Top of Exercise input

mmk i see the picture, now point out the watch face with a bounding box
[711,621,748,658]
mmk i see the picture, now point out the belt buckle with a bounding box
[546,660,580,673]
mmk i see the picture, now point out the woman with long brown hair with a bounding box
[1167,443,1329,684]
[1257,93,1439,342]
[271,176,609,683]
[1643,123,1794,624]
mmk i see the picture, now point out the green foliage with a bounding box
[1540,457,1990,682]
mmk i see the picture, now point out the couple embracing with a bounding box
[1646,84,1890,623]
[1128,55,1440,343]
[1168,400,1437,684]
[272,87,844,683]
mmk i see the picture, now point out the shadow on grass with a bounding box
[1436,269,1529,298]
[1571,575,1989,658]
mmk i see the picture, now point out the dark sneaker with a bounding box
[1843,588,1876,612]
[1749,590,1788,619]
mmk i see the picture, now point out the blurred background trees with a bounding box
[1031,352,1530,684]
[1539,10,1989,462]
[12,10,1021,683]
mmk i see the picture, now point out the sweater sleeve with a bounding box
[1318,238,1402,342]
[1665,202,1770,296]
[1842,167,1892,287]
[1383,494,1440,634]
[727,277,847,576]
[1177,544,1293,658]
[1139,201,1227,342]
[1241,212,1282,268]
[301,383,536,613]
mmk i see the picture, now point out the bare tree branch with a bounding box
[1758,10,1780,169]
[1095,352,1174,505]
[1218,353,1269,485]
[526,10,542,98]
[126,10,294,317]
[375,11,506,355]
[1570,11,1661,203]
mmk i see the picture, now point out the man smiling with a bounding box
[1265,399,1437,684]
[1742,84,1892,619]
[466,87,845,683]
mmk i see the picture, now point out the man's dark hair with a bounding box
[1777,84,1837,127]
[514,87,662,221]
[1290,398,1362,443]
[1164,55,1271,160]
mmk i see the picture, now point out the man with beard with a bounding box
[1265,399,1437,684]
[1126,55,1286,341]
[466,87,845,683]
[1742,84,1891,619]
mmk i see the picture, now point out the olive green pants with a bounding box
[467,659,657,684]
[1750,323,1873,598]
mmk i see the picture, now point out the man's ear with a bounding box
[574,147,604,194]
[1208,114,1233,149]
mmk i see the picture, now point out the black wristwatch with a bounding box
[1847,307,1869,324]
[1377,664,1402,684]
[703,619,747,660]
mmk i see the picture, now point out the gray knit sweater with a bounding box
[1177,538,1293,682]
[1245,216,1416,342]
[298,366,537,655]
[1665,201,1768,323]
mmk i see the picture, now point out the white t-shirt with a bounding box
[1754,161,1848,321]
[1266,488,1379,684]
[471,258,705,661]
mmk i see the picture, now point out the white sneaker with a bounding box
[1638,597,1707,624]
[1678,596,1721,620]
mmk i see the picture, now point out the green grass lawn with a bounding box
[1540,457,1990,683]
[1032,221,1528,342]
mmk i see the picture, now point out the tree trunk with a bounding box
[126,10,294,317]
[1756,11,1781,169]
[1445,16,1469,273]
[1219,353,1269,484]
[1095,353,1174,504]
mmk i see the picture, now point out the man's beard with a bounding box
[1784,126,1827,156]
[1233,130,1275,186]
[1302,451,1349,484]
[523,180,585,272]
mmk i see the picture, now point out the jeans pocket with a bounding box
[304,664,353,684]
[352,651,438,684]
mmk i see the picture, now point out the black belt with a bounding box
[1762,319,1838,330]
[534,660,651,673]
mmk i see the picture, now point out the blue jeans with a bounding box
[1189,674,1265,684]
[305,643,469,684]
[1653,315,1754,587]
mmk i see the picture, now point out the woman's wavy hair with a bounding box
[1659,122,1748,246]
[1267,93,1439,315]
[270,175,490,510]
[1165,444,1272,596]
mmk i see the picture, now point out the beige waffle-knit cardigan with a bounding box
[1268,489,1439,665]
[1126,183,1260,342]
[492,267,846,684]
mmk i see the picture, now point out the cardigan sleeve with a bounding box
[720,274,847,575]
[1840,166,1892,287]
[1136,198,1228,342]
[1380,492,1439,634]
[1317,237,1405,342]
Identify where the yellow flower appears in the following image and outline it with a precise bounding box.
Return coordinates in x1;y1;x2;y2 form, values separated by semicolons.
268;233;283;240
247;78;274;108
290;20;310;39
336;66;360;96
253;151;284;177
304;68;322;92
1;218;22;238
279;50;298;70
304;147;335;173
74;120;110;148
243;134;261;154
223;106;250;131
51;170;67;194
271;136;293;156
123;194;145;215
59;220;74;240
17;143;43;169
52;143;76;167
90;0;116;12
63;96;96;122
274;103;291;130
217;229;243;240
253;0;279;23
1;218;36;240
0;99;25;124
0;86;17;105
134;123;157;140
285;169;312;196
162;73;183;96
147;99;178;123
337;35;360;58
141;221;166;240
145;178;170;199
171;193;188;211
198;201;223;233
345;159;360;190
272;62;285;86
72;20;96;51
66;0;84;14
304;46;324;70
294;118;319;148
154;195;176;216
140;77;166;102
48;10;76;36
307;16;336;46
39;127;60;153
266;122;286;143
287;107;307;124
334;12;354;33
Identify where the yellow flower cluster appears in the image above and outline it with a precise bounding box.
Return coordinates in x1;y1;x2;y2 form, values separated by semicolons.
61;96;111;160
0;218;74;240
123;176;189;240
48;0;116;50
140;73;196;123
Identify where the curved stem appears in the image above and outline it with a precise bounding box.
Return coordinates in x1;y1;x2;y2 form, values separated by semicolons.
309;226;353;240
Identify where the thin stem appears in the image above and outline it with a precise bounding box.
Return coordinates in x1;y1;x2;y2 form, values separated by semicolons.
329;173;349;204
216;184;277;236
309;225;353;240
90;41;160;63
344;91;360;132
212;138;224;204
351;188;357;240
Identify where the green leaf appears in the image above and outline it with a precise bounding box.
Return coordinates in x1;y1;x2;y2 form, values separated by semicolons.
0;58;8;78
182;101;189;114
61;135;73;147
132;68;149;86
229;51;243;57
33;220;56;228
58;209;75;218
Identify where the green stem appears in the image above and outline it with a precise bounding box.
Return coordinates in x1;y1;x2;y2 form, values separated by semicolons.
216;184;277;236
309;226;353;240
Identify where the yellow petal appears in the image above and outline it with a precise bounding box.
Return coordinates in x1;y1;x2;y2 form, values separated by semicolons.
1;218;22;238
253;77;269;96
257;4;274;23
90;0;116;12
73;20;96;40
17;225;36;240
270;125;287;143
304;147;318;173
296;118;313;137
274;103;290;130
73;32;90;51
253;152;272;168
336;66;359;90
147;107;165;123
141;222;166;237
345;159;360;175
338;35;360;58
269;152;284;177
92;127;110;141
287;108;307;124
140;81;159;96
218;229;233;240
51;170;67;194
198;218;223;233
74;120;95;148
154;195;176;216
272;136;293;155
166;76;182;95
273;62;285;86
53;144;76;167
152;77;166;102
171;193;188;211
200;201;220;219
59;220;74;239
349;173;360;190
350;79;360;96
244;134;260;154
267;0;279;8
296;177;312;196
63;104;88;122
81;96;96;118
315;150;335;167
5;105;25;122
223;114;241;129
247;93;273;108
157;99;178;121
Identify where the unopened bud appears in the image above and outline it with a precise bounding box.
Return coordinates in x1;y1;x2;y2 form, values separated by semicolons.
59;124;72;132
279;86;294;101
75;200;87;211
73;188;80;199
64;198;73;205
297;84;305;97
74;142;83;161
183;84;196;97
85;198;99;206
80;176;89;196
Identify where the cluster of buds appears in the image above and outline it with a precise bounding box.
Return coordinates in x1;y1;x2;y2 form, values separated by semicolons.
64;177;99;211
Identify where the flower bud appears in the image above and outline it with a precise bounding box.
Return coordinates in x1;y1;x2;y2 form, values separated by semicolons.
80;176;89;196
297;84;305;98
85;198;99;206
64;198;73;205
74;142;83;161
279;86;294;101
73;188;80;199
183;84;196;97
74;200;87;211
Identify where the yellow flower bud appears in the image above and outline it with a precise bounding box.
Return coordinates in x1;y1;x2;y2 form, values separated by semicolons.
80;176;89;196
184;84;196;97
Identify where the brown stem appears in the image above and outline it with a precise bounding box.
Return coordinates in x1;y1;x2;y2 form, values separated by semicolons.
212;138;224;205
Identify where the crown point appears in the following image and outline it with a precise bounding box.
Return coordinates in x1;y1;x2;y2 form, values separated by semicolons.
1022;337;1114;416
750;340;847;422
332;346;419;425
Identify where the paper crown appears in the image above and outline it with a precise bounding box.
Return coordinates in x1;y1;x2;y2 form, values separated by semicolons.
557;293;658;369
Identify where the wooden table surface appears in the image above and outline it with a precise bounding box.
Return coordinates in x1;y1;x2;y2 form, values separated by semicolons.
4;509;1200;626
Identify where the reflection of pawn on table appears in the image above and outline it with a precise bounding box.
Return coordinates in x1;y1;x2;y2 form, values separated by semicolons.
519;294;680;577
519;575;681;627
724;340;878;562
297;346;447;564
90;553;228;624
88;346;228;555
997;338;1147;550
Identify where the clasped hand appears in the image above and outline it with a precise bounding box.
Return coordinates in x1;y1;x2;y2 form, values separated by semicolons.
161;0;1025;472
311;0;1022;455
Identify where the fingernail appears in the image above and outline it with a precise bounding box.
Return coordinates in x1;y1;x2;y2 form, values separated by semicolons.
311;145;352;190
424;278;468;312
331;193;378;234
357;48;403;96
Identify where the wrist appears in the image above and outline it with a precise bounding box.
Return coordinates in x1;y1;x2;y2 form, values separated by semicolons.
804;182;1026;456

Bottom of Exercise input

*What you are asked to do*. Pick out each line in the material containing "flower".

*Output of the exercise*.
Identify where the yellow flower appears in the following image and outline it with a precise bounding box.
Identify where the yellow flower cluster appears in the image above and outline it with a precise bounding box.
Identify where the flower bud appears in the image above and outline it with a precise bounding box.
Identify where the yellow flower bud appears in the image above and outline it with a precise bounding box.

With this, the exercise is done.